So a PMF here does not mean a PMF out there. So, and then there the ability, so two ways again to look at it, the ability to raise capital is still much higher compared to here. From here, a founder, if he has to sell to US, he’ll have to travel to US, park himself there, figure out the nuances of managing multiple team members.
So overall leverage, is there going to be something which is massive just in this terms of Rupee Dollar arbitrage? Or is this going to be a meta layer on top of that where you have extreme domain knowledge or you have a tech advantage or you understand a market segment extremely well, where you either have a distribution advantage. So this, I don’t believe that this cost arbitrage is probably going to work for the long run because it’s a very small part of the PMF.
But the only thing exits, let’s say in India, if you can list a company at, I don’t know, $10 million or 100 crores in India, that opens a new exit stream, which doesn’t happen in, which would not happen in US, but is that just going to be a time arbitrage right now? Or is this going to be permanent in India once they have lesser scarcity of listed companies? That we’ll have to see.
Shashank Bijapur 16:06
Got it. Interesting. Yeah, so we’ve always looked at, in fact, I always thought that with AI, the profitability is going to get compounded, primarily because if you look at COGS, your support costs are going low, but your fixed costs for servers are going higher.

TASK DESCRIPTION —
Please reproduce the stretch of the startup funding transcript from "So a PMF here" through "of the PMF." word for word. The records have nothing to do with the transcript above.

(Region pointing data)
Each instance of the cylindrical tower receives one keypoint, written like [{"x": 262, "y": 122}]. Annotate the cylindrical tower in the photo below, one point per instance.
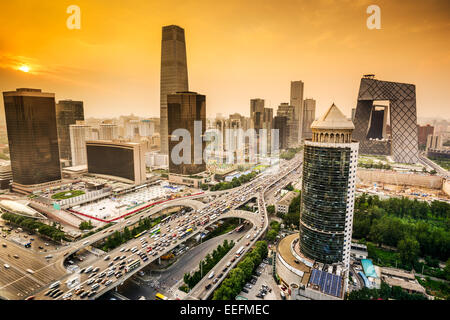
[{"x": 329, "y": 173}]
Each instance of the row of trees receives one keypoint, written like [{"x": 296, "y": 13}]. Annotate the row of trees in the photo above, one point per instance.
[
  {"x": 404, "y": 207},
  {"x": 86, "y": 225},
  {"x": 120, "y": 237},
  {"x": 273, "y": 231},
  {"x": 208, "y": 263},
  {"x": 385, "y": 292},
  {"x": 415, "y": 228},
  {"x": 292, "y": 217},
  {"x": 236, "y": 182},
  {"x": 372, "y": 165},
  {"x": 237, "y": 277},
  {"x": 290, "y": 153},
  {"x": 53, "y": 232}
]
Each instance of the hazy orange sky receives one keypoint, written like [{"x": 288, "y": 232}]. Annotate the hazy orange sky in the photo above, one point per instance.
[{"x": 236, "y": 50}]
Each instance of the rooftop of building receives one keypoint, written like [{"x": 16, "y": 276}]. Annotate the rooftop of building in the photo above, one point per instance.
[
  {"x": 29, "y": 92},
  {"x": 288, "y": 197},
  {"x": 284, "y": 249},
  {"x": 333, "y": 118}
]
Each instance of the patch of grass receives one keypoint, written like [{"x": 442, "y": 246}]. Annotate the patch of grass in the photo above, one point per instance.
[
  {"x": 436, "y": 288},
  {"x": 67, "y": 194}
]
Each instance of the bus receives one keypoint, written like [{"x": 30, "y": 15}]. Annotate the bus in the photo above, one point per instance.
[
  {"x": 133, "y": 265},
  {"x": 156, "y": 230},
  {"x": 140, "y": 234},
  {"x": 239, "y": 252},
  {"x": 159, "y": 296},
  {"x": 165, "y": 219}
]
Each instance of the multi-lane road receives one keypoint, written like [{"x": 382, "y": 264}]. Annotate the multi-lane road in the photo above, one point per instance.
[{"x": 44, "y": 273}]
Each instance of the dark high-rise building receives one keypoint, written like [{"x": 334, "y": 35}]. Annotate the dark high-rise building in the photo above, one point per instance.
[
  {"x": 261, "y": 118},
  {"x": 32, "y": 136},
  {"x": 328, "y": 191},
  {"x": 117, "y": 159},
  {"x": 280, "y": 124},
  {"x": 309, "y": 113},
  {"x": 184, "y": 108},
  {"x": 297, "y": 103},
  {"x": 257, "y": 113},
  {"x": 67, "y": 113},
  {"x": 174, "y": 75},
  {"x": 423, "y": 133},
  {"x": 286, "y": 110},
  {"x": 402, "y": 143}
]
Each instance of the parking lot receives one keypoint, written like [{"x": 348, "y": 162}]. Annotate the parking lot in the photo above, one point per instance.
[
  {"x": 20, "y": 237},
  {"x": 265, "y": 279},
  {"x": 113, "y": 207}
]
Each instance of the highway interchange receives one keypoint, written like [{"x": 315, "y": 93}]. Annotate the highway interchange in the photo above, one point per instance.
[{"x": 112, "y": 271}]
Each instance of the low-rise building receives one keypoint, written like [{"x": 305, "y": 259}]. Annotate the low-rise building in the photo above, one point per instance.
[
  {"x": 401, "y": 278},
  {"x": 358, "y": 251},
  {"x": 282, "y": 206}
]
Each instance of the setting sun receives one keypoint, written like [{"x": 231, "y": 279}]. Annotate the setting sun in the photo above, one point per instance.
[{"x": 24, "y": 68}]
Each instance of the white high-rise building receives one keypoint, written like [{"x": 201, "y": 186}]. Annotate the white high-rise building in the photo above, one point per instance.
[
  {"x": 108, "y": 131},
  {"x": 79, "y": 134}
]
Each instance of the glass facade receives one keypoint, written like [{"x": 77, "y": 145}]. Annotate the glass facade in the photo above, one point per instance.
[
  {"x": 110, "y": 160},
  {"x": 67, "y": 113},
  {"x": 324, "y": 202},
  {"x": 184, "y": 109},
  {"x": 32, "y": 137}
]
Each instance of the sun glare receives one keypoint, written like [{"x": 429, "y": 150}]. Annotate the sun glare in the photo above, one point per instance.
[{"x": 24, "y": 68}]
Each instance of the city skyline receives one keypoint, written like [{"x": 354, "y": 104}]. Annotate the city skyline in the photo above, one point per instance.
[{"x": 109, "y": 84}]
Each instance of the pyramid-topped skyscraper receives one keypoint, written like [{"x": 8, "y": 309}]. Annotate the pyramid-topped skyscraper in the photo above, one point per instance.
[{"x": 328, "y": 191}]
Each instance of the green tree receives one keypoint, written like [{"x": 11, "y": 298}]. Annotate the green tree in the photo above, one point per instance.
[{"x": 408, "y": 249}]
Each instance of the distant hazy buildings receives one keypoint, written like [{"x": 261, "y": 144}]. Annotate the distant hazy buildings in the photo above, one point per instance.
[
  {"x": 5, "y": 174},
  {"x": 261, "y": 118},
  {"x": 108, "y": 131},
  {"x": 67, "y": 113},
  {"x": 287, "y": 111},
  {"x": 79, "y": 134},
  {"x": 434, "y": 142},
  {"x": 280, "y": 124},
  {"x": 297, "y": 103},
  {"x": 309, "y": 114},
  {"x": 328, "y": 191},
  {"x": 118, "y": 159},
  {"x": 184, "y": 109},
  {"x": 423, "y": 133},
  {"x": 32, "y": 137},
  {"x": 403, "y": 141},
  {"x": 174, "y": 74}
]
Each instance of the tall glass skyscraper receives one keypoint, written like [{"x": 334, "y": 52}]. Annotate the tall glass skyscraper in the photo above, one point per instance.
[
  {"x": 67, "y": 113},
  {"x": 184, "y": 109},
  {"x": 328, "y": 191},
  {"x": 32, "y": 136},
  {"x": 174, "y": 75}
]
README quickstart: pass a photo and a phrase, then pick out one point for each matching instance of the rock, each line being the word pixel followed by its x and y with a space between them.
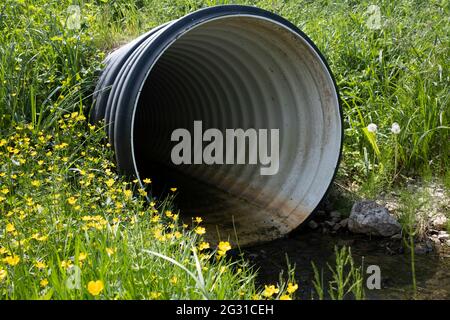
pixel 344 223
pixel 397 236
pixel 422 248
pixel 369 218
pixel 253 255
pixel 335 216
pixel 439 221
pixel 443 236
pixel 312 224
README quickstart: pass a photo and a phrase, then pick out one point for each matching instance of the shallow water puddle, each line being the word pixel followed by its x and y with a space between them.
pixel 432 271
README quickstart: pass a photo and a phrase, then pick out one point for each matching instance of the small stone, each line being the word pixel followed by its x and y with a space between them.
pixel 397 236
pixel 443 236
pixel 330 224
pixel 312 224
pixel 439 221
pixel 335 215
pixel 421 248
pixel 344 223
pixel 368 217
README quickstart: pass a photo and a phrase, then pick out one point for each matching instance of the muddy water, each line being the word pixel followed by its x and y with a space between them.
pixel 432 270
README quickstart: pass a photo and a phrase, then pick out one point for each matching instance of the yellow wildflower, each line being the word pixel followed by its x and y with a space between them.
pixel 82 256
pixel 95 287
pixel 168 213
pixel 3 274
pixel 198 219
pixel 223 247
pixel 111 251
pixel 128 193
pixel 203 245
pixel 109 182
pixel 12 260
pixel 292 288
pixel 43 283
pixel 270 291
pixel 200 230
pixel 66 264
pixel 10 227
pixel 35 183
pixel 174 280
pixel 72 200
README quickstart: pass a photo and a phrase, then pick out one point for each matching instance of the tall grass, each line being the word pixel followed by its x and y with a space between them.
pixel 396 73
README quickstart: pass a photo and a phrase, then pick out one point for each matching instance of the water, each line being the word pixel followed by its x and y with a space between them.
pixel 432 270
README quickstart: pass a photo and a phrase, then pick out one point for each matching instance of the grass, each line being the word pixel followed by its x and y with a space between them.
pixel 346 278
pixel 70 225
pixel 65 223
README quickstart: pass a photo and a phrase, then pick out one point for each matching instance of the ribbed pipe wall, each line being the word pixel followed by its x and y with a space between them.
pixel 242 68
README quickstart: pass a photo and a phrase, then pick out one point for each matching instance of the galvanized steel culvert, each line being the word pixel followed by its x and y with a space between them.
pixel 230 67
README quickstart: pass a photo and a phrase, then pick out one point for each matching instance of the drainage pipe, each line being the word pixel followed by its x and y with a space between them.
pixel 229 67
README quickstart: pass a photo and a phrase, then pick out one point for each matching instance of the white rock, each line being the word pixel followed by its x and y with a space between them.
pixel 439 221
pixel 370 218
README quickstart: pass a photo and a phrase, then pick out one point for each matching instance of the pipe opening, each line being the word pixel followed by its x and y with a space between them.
pixel 241 72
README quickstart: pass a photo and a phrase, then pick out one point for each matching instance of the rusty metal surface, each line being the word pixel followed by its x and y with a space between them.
pixel 238 71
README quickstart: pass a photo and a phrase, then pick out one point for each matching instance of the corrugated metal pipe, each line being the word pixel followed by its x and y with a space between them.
pixel 226 67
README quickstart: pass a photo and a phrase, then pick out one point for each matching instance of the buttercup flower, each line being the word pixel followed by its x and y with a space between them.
pixel 395 129
pixel 270 291
pixel 292 288
pixel 198 219
pixel 203 246
pixel 372 127
pixel 200 230
pixel 12 260
pixel 43 283
pixel 223 247
pixel 95 287
pixel 3 274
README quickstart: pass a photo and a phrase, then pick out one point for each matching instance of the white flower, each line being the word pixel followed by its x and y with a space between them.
pixel 395 128
pixel 372 127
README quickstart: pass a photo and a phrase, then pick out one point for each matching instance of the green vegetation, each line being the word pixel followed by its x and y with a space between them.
pixel 346 278
pixel 62 206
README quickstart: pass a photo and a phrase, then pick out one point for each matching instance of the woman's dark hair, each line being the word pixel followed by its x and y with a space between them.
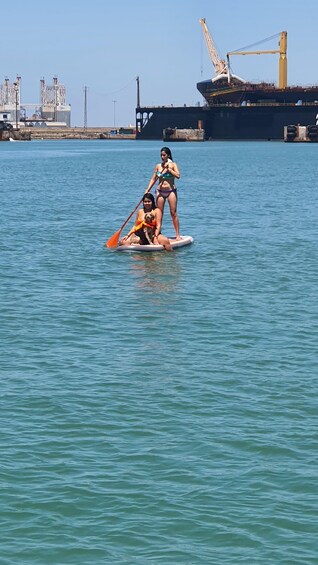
pixel 167 151
pixel 149 196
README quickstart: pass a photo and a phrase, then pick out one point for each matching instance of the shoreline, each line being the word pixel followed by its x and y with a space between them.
pixel 26 134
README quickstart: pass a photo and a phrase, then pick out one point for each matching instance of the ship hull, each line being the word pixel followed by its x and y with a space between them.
pixel 225 122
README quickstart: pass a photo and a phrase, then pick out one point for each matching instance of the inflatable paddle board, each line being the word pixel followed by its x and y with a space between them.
pixel 185 240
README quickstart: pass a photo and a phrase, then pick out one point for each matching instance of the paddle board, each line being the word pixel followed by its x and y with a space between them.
pixel 185 240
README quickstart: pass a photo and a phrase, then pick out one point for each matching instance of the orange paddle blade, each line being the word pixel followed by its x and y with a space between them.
pixel 113 240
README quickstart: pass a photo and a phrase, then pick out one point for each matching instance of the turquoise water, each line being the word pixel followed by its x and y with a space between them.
pixel 158 409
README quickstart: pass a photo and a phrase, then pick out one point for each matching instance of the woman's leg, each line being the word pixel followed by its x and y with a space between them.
pixel 163 240
pixel 160 203
pixel 172 199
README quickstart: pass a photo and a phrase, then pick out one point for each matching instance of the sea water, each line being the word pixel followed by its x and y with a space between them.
pixel 158 408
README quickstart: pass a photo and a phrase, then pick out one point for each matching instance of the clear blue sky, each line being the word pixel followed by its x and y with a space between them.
pixel 105 44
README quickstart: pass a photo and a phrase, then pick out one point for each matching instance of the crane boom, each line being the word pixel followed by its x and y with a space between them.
pixel 282 69
pixel 219 64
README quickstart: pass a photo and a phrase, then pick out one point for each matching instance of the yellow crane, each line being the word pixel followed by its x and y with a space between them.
pixel 282 68
pixel 220 65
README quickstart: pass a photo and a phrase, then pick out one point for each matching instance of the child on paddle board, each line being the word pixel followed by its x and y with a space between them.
pixel 138 235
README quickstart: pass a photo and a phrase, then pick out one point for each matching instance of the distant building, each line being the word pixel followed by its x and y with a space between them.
pixel 52 107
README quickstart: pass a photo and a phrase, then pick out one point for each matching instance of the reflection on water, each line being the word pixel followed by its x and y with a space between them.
pixel 156 274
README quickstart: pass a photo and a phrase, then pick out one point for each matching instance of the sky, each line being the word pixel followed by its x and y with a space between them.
pixel 105 44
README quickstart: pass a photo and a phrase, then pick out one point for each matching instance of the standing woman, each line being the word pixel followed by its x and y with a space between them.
pixel 165 173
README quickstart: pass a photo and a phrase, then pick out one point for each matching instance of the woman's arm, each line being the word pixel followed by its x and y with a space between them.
pixel 174 170
pixel 152 181
pixel 158 214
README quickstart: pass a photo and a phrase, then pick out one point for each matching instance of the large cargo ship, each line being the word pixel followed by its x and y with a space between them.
pixel 234 108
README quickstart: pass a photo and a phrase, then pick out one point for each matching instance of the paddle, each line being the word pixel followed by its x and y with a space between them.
pixel 113 240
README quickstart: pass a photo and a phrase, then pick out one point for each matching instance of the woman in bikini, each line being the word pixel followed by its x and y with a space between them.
pixel 138 233
pixel 165 173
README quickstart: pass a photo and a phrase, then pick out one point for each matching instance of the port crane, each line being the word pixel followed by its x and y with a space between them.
pixel 221 66
pixel 282 69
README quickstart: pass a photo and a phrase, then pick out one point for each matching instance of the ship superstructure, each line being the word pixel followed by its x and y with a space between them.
pixel 235 108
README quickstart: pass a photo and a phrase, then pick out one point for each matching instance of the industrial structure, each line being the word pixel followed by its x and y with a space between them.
pixel 233 107
pixel 52 110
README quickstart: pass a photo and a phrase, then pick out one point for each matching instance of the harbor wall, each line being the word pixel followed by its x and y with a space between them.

RESULT OF THE EXERCISE —
So a PMF here does not mean a PMF out there. So, and then there the ability, so two ways again to look at it, the ability to raise capital is still much higher compared to here. From here, a founder, if he has to sell to US, he’ll have to travel to US, park himself there, figure out the nuances of managing multiple team members.
So overall leverage, is there going to be something which is massive just in this terms of Rupee Dollar arbitrage? Or is this going to be a meta layer on top of that where you have extreme domain knowledge or you have a tech advantage or you understand a market segment extremely well, where you either have a distribution advantage. So this, I don’t believe that this cost arbitrage is probably going to work for the long run because it’s a very small part of the PMF.